Dataset excerpt:
[Start]
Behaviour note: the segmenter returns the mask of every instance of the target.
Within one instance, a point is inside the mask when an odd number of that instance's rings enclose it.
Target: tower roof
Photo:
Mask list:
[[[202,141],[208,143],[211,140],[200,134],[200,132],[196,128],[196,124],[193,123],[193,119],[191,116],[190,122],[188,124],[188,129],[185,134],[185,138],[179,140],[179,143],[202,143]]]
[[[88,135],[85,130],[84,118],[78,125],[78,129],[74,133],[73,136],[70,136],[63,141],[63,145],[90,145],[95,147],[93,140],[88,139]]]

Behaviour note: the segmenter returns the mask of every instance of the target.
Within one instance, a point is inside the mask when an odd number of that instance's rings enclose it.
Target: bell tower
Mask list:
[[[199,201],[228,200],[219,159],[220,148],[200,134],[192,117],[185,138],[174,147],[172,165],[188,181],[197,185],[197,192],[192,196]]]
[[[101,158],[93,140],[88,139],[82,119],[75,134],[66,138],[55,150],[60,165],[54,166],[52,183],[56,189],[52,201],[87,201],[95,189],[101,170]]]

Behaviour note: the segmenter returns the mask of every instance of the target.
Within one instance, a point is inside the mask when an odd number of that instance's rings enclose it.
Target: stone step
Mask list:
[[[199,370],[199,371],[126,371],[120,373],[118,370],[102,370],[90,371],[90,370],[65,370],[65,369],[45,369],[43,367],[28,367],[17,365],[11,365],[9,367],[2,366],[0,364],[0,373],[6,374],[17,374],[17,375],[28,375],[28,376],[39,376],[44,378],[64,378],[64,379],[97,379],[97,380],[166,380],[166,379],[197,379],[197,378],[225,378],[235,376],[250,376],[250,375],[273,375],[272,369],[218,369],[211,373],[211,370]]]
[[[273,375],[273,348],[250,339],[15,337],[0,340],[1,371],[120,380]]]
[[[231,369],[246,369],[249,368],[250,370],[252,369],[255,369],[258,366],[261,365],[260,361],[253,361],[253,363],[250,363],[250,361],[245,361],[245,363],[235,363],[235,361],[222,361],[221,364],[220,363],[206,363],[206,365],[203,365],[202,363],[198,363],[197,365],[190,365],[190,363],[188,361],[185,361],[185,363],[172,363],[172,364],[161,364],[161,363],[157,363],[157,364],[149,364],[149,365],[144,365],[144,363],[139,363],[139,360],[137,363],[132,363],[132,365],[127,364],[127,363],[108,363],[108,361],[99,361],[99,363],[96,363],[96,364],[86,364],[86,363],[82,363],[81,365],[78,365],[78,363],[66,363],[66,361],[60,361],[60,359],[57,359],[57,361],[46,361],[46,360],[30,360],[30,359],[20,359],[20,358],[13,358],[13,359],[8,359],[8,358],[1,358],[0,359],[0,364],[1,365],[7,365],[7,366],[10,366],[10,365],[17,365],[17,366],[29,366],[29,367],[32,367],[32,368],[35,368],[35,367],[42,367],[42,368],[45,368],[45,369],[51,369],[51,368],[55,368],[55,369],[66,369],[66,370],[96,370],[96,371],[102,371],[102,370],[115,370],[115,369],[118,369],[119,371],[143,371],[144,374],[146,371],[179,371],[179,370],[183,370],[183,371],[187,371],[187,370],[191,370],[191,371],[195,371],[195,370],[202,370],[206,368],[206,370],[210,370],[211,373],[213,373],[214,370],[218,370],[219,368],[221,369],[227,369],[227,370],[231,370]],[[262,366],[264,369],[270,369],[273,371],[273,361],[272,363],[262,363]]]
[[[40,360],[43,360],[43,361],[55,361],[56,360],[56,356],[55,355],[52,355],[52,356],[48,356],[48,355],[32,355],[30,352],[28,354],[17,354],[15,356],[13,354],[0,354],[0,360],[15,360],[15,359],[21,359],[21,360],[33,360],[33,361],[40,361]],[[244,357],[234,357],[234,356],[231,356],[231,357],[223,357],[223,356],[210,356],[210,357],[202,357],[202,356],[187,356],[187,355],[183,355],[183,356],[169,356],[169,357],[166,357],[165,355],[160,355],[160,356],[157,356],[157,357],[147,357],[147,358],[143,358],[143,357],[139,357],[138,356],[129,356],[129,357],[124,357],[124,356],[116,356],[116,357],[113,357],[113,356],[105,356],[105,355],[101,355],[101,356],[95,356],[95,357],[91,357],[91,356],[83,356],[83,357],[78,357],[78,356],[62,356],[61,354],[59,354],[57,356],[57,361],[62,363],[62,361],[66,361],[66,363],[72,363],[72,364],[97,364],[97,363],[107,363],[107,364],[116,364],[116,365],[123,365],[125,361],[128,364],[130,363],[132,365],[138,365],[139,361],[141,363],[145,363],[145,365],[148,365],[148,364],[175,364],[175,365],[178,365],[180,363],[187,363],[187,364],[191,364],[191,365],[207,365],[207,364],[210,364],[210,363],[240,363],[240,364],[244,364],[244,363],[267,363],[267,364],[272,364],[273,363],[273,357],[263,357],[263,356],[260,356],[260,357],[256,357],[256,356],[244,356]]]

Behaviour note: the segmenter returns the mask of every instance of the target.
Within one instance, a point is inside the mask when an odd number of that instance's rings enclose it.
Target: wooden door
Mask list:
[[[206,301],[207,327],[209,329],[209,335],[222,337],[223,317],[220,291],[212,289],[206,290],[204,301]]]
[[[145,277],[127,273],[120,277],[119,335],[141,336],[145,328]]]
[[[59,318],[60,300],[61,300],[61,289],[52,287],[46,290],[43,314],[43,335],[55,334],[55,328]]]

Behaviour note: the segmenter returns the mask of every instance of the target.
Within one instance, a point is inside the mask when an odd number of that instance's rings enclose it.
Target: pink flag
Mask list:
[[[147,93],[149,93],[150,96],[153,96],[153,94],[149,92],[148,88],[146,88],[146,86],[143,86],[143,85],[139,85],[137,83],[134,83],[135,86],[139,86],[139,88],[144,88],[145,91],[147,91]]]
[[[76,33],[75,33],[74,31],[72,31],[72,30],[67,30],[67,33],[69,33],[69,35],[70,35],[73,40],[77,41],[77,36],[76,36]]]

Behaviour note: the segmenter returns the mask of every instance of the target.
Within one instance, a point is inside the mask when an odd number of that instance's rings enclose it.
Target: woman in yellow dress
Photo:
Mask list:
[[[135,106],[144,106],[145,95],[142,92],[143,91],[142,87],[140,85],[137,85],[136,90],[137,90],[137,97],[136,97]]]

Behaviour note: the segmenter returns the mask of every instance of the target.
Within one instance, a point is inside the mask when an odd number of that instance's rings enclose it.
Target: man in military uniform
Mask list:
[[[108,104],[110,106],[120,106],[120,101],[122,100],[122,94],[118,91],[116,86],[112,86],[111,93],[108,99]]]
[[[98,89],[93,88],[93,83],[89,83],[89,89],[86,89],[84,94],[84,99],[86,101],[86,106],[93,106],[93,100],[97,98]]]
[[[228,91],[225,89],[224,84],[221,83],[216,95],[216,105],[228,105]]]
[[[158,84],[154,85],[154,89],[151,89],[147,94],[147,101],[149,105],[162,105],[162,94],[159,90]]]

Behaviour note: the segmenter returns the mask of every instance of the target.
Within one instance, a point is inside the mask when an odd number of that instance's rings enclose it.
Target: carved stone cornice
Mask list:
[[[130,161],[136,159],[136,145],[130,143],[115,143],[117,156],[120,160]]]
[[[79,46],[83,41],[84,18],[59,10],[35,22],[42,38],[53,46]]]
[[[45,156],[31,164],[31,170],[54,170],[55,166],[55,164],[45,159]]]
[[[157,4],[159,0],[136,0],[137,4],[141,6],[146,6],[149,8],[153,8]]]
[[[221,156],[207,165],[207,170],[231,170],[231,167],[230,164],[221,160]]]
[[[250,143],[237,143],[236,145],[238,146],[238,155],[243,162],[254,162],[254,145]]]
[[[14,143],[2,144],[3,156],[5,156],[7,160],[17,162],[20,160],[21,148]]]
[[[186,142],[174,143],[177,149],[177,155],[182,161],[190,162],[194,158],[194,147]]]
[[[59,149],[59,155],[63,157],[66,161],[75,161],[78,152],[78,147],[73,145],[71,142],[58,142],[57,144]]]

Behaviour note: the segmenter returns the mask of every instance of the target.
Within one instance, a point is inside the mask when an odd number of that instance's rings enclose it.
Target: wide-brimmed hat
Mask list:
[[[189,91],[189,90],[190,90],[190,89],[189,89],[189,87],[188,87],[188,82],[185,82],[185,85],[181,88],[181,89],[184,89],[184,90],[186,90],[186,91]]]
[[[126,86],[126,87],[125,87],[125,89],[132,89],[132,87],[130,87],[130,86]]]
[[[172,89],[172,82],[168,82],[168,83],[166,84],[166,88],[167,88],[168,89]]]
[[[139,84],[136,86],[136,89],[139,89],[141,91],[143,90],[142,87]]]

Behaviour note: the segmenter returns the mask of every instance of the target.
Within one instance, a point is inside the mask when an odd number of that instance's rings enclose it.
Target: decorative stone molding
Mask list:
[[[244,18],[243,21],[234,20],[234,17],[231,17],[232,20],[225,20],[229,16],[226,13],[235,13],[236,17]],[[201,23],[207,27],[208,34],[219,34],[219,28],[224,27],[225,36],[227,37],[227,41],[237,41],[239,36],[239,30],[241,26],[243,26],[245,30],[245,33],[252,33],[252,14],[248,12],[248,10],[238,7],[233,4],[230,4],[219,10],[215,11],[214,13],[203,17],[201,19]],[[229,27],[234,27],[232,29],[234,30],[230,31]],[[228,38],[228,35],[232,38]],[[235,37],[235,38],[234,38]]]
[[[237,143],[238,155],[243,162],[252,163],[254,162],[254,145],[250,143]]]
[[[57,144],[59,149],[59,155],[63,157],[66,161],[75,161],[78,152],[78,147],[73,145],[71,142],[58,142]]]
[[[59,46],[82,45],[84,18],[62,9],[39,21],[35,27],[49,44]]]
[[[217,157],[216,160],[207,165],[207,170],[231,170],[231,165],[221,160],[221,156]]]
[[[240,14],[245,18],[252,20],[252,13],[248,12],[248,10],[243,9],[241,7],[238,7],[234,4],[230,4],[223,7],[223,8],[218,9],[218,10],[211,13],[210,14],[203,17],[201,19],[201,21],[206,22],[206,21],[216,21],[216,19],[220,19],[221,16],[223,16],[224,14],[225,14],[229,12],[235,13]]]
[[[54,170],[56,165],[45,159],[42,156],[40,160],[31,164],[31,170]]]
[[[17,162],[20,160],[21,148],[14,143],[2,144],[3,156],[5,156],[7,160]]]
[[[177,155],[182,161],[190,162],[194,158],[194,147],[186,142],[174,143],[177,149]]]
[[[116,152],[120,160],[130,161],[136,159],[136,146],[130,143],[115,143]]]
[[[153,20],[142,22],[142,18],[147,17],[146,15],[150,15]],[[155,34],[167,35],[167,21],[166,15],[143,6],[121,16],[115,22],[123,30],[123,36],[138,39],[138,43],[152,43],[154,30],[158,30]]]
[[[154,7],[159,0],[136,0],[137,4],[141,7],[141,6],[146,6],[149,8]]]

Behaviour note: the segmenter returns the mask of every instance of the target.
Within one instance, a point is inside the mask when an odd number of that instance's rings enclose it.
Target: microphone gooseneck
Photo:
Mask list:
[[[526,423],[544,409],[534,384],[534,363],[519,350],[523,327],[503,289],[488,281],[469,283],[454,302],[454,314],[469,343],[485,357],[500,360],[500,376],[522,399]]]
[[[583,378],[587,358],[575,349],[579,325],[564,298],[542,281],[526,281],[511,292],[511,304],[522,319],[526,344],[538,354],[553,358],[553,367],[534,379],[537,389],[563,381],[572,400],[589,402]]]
[End]
> **PROBLEM DETAILS**:
Please extract every line of the listing that contains the string "tower".

> **WRITTEN ANSWER**:
Target: tower roof
Target: bell tower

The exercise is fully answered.